=== Source text ===

My most memorable parts of the route? Day one was straight after an incredible amount of rain in Glencoe. The rivers were well and truly full, and I was tucking my InReach into my bra for crossing torrents within the first hour. This, together with some Garmin GPX file issues, meant day one was quite stressful, and I didn’t get as far as I hoped, missing a proper feed in Fort Augustus. After that, things picked up, and day three, the Northern Loop just blew me away with its rugged beauty. I was really finding my rhythm right up until having to navigate the Ledmore traverse in the dark. It was so slow, so wet, and extremely tricky navigation. I ended up buying Sealskinz socks in Ullapool after trench foot was setting in. It turns out that Sealskinz don’t get sweaty if you have a constantly refreshing pool of cold bog water washing through your shoes!
The Fisherfield section was going really well until the final steep climb when my back said ‘no’ and even affected my ability to put power through my legs. I thought this was the end of my attempt, but thankfully it just needed a rest, and I allowed myself four and a half hours of sleep that night. The following day had my favourite descent into Achnashellach, so good even when tired, and a wee fan club in Strathcarron to give me a boost. Glen Ling started so well, but my oh my, what a long bog trot it became. Then, at the very end, there was a newly repaired deer fence with an impossible set of narrow steps to get a bike through, so I tried to copy something I’d seen in photos and hooked my front wheel over the top and then tried to recover the bike on the other side. What a mess(!), at one point my bike was hanging off a post by its brake hose, another moment when I thought it was all over.

===

Required tasks:
A: Copy the bike route account word for word, from "My most memorable" to "through your shoes!".
B: In the bike route account, where did the writer buy Sealskinz socks?
C: Write what comes next in the bike route account, starting after its last sentence.

=== Entries supplied ===

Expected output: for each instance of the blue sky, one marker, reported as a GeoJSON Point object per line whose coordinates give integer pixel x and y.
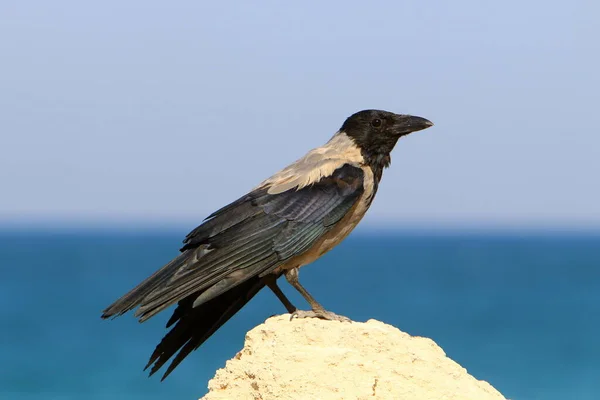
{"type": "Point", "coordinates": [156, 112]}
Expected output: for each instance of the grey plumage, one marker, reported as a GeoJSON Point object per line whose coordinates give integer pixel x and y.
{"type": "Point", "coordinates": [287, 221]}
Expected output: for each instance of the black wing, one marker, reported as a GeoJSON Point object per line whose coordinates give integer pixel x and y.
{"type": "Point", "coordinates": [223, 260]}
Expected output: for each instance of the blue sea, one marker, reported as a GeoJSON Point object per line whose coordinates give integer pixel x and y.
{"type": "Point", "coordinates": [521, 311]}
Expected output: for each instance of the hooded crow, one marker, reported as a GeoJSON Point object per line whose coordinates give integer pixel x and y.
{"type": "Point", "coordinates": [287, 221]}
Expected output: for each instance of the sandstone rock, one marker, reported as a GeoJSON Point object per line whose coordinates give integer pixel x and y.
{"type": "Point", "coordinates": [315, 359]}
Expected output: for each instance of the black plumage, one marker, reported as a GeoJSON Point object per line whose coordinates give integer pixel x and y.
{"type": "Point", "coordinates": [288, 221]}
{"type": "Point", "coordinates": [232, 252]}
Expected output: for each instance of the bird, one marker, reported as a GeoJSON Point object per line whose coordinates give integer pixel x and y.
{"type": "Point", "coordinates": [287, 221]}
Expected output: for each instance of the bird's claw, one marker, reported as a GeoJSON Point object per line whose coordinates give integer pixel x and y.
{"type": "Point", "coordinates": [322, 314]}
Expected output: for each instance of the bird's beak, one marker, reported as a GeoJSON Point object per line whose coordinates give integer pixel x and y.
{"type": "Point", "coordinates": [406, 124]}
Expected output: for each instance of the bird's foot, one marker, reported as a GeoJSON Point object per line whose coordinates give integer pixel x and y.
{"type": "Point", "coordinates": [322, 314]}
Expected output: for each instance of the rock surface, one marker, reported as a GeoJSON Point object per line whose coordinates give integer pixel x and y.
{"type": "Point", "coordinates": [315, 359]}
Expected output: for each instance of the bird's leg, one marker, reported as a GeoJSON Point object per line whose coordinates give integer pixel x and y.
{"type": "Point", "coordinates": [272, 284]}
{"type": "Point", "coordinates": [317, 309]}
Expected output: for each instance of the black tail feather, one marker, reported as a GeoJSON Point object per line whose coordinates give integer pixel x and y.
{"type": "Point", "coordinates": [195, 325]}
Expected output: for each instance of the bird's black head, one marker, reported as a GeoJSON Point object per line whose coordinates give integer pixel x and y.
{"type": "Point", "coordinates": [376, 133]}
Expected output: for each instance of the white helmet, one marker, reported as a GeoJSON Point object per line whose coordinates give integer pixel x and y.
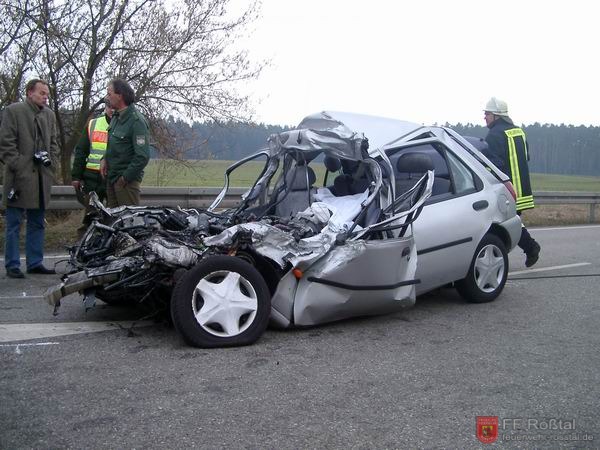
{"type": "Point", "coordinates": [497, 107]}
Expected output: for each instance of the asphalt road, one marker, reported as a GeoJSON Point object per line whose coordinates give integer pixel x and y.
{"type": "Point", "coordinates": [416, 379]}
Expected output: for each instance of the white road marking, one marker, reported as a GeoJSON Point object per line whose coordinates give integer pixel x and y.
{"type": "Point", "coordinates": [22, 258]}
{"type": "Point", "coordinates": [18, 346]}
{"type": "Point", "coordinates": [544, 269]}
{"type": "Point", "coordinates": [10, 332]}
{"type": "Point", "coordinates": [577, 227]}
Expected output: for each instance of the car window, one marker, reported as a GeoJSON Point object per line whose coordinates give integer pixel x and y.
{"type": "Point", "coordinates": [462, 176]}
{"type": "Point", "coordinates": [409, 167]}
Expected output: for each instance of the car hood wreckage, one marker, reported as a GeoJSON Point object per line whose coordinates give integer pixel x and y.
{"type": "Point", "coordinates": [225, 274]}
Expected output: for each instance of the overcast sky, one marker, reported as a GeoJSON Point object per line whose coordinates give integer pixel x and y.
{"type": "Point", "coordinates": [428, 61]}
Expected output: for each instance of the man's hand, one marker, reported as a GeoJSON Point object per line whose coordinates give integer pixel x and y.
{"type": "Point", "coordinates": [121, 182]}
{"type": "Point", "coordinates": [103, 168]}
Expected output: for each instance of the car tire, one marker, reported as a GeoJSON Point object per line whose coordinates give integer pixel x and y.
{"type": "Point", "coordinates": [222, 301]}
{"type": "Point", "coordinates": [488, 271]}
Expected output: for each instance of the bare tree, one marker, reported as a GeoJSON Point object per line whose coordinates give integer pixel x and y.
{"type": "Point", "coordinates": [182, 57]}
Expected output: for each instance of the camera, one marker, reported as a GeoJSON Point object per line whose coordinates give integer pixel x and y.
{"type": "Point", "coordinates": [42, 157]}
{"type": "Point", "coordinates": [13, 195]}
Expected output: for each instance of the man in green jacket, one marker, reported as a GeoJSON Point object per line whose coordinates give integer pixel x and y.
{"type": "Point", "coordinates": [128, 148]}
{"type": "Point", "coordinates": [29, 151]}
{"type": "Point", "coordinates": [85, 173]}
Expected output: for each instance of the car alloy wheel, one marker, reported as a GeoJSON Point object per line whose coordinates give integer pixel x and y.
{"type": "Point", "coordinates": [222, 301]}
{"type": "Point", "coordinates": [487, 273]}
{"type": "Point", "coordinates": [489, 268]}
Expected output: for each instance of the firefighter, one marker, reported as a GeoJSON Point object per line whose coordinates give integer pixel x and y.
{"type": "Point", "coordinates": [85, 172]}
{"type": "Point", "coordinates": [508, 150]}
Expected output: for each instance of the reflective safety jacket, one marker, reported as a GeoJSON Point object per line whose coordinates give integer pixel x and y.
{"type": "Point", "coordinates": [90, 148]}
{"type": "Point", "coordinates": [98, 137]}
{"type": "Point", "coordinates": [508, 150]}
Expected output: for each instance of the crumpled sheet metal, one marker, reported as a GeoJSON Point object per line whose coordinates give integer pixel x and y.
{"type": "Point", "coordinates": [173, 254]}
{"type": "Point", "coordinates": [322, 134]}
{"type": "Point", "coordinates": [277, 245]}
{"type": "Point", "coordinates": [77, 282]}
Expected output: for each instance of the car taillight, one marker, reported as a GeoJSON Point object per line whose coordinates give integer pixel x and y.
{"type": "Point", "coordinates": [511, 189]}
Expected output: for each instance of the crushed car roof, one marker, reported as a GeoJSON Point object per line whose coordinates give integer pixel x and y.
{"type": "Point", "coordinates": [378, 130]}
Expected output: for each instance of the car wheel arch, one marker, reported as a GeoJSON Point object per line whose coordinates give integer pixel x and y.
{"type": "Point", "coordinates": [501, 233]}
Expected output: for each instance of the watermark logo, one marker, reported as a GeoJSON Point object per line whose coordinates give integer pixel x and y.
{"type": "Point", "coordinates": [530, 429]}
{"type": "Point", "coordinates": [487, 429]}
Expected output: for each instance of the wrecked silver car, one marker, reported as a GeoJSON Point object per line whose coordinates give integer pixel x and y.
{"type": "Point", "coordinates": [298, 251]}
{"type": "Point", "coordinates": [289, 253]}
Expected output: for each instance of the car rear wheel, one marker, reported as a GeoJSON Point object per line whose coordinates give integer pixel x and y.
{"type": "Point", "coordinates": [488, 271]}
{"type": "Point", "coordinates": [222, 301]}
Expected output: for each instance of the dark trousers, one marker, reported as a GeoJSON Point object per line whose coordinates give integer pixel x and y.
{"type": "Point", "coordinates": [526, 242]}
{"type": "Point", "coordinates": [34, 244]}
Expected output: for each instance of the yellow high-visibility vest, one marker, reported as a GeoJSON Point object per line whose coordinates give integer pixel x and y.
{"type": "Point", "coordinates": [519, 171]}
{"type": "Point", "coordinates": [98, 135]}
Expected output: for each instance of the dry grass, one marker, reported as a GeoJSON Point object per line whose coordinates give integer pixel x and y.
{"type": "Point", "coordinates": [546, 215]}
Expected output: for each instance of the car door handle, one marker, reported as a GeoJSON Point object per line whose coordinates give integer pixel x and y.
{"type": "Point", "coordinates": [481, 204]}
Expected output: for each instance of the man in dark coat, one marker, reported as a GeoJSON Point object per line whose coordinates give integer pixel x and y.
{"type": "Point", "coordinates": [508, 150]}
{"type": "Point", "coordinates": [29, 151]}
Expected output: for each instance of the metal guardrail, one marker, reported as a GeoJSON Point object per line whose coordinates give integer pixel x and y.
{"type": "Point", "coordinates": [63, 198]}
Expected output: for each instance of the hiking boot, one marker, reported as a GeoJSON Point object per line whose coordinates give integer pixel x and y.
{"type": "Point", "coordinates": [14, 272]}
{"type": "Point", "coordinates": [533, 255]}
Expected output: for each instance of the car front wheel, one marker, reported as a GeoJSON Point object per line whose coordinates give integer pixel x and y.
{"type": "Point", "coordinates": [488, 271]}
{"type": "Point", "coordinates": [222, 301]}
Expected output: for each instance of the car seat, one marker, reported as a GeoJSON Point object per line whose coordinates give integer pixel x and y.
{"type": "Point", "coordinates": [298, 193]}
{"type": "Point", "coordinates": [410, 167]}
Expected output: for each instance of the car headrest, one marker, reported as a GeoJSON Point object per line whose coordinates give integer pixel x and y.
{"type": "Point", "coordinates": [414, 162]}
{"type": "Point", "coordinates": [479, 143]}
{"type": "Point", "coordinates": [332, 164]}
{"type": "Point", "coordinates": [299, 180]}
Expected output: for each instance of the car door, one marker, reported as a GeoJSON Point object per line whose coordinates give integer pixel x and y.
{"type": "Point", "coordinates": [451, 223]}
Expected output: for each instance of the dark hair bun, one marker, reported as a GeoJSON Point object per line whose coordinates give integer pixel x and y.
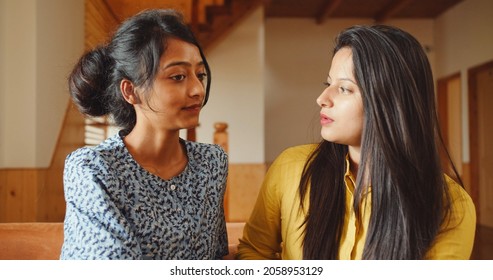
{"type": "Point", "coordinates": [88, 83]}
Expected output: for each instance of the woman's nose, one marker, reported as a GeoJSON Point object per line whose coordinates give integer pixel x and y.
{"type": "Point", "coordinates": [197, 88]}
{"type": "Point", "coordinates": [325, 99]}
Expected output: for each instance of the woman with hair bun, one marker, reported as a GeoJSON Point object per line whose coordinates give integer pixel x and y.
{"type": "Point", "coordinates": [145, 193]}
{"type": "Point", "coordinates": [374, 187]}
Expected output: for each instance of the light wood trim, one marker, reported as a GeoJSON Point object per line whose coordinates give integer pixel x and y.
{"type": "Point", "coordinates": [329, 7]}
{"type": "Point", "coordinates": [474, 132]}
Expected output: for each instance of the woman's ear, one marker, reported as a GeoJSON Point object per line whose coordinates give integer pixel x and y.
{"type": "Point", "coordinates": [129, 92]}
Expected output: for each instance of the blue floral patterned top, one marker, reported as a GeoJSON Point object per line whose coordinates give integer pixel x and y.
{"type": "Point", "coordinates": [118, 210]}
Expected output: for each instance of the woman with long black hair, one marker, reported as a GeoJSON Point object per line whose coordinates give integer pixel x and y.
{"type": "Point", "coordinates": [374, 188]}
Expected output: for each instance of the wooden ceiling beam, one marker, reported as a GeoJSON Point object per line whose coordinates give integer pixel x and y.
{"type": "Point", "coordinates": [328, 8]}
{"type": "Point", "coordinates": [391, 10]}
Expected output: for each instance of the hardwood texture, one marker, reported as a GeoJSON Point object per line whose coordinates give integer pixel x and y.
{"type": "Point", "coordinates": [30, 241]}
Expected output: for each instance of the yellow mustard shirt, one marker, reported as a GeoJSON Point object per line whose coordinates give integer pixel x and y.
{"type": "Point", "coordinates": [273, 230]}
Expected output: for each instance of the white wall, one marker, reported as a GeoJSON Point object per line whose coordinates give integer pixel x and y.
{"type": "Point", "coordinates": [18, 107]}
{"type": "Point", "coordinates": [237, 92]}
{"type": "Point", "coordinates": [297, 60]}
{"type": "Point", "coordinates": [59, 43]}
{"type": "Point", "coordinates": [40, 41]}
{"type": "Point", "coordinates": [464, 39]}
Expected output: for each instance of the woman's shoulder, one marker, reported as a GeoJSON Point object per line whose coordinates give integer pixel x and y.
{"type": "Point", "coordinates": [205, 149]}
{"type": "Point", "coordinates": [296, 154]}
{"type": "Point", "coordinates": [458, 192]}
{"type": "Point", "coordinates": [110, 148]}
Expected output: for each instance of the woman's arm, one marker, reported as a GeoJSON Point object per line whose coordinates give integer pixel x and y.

===

Answers by item number:
A:
My most memorable parts of the route? Day one was straight after an incredible amount of rain in Glencoe. The rivers were well and truly full, and I was tucking my InReach into my bra for crossing torrents within the first hour. This, together with some Garmin GPX file issues, meant day one was quite stressful, and I didn’t get as far as I hoped, missing a proper feed in Fort Augustus. After that, things picked up, and day three, the Northern Loop just blew me away with its rugged beauty. I was really finding my rhythm right up until having to navigate the Ledmore traverse in the dark. It was so slow, so wet, and extremely tricky navigation. I ended up buying Sealskinz socks in Ullapool after trench foot was setting in. It turns out that Sealskinz don’t get sweaty if you have a constantly refreshing pool of cold bog water washing through your shoes!

B: In Ullapool.

C:
The final 24 hours were a rollercoaster, having been nervous (due to my back pain) about the hike-a-bike into Glen Affric, I had a really nice evening, gently pushing my bike up in a very smooth, zen-like way. I got to Camban bothy, had a good snack on salami, cheese, and peanut butter, and decided I’d have a 30-minute nap and then try to ride through the night and push on to the finish. The next six or eight hours were at snail’s pace, and all I could think about was sleep. When I got to Fort Augustus and hit the straight and flat canal path, I was forced to take a couple of short naps. In Fort William, I had a bowl of coffee and sausage sarnie, bought a bag of snack-size stroopwafels, and hit the trails. After so much pushing and hard terrain, I was loving the rideable, fun singletrack. There was no need for nav anymore as you could see a steady stream of West Highland Way walkers making their way north. I enjoyed the bustle and didn’t find I was held up much. After hitting the bottom of the Devil’s Staircase, I was on the home straight but starting to feel sleepy again. There was only one thing for it: to put the hammer down and ride like I had stolen it all the way to the finish!
I was prepared for a very quiet finish to my ride, but two amazing friends were there to catch me and celebrate. Friends, beer, massage, good food, and a real bed; the perfect end to a long ride. I find riding my bike a long way the perfect time-out from parenting, which can often feel relentless and overwhelming. The simplicity and mandate to purely look after myself for a few days feels luxurious, and I come back to the family positive, calmer, and content.